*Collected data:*
● ● ●

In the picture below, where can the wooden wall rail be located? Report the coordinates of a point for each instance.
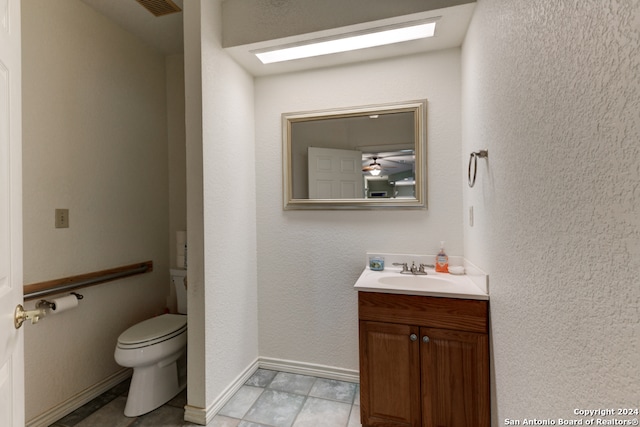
(38, 290)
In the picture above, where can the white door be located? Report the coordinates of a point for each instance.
(11, 339)
(335, 174)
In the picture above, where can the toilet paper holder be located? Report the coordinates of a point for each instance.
(43, 307)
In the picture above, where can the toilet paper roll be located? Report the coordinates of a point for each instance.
(181, 242)
(64, 304)
(181, 246)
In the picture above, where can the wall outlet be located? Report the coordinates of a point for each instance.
(62, 218)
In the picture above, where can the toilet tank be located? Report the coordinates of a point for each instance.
(179, 280)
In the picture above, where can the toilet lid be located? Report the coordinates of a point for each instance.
(154, 329)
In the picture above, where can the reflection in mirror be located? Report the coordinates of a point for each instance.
(356, 158)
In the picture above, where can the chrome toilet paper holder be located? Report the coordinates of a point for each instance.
(40, 311)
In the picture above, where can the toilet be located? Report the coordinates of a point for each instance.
(156, 350)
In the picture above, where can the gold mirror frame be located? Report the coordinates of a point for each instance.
(419, 110)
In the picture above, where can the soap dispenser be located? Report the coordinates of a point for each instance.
(442, 260)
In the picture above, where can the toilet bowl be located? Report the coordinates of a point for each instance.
(156, 350)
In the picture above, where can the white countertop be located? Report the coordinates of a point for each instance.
(390, 280)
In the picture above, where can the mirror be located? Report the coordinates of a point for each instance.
(371, 157)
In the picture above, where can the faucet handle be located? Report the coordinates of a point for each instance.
(403, 265)
(423, 266)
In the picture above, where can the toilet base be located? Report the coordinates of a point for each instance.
(153, 386)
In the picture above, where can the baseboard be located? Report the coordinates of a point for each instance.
(314, 370)
(68, 406)
(203, 416)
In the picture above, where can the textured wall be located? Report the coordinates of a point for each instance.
(551, 88)
(308, 261)
(227, 291)
(94, 142)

● ● ●

*Task objective:*
Every record must be returned exactly. Leave its pictures out.

*Written response:*
In the picture below, where can the wooden wall rail be located? Report the coordinates of a point for each instance.
(38, 290)
In the picture above, where can the white door be located? Report the coordinates of a point for each instance.
(11, 339)
(335, 174)
In the picture above, where can the toilet paper holder be located? Report the coordinates of a point for each instance.
(43, 307)
In the picture above, where can the toilet paper roll be located? Report the coordinates of a point for each instance.
(181, 242)
(64, 304)
(181, 246)
In the picture above, where can the wall outlet be located? Report the coordinates of a point for each instance.
(62, 218)
In the picture above, where can the toilet tank be located? Report the coordinates of a point for each instance.
(179, 280)
In the picture above, where can the toilet lid be located? Report the coordinates of a point for each instance.
(154, 329)
In the picture above, where can the reflection in mirror be located? Report the coordinates of a point for each instance.
(356, 158)
In the picture above, where can the chrome toilet paper holder be located? Report the coordinates of a point for each instance.
(40, 311)
In the picture above, where can the toilet be located? Report the coordinates of a point for each instance.
(156, 350)
In the picture above, where can the gold mirror frame be located? Report the coordinates of a point for each instance.
(419, 110)
In the picture above, where can the soap dispenser be located? Report the coordinates of a point for each instance.
(442, 260)
In the picture above, where can the toilet bowl be located? Report the coordinates of a point for each instance.
(156, 350)
In the picture above, where can the white countertop be located? Report the coordinates of a point for each instance.
(390, 280)
In the picture above, where can the mirror be located? Report the coordinates of a point for each instance.
(371, 157)
In the picture above, where can the faucet handle be located? Report the coordinates of a point for each instance.
(403, 265)
(423, 266)
In the picture above, where can the toilet base be located? Report the coordinates of a point for each instance.
(153, 386)
In the picture above, where can the baseboard be located? Report the coordinates of a point for each instance.
(314, 370)
(68, 406)
(203, 416)
In the picture above, where can the textured wall be located? Report the coordinates of a point for each instance.
(551, 88)
(308, 261)
(227, 291)
(94, 142)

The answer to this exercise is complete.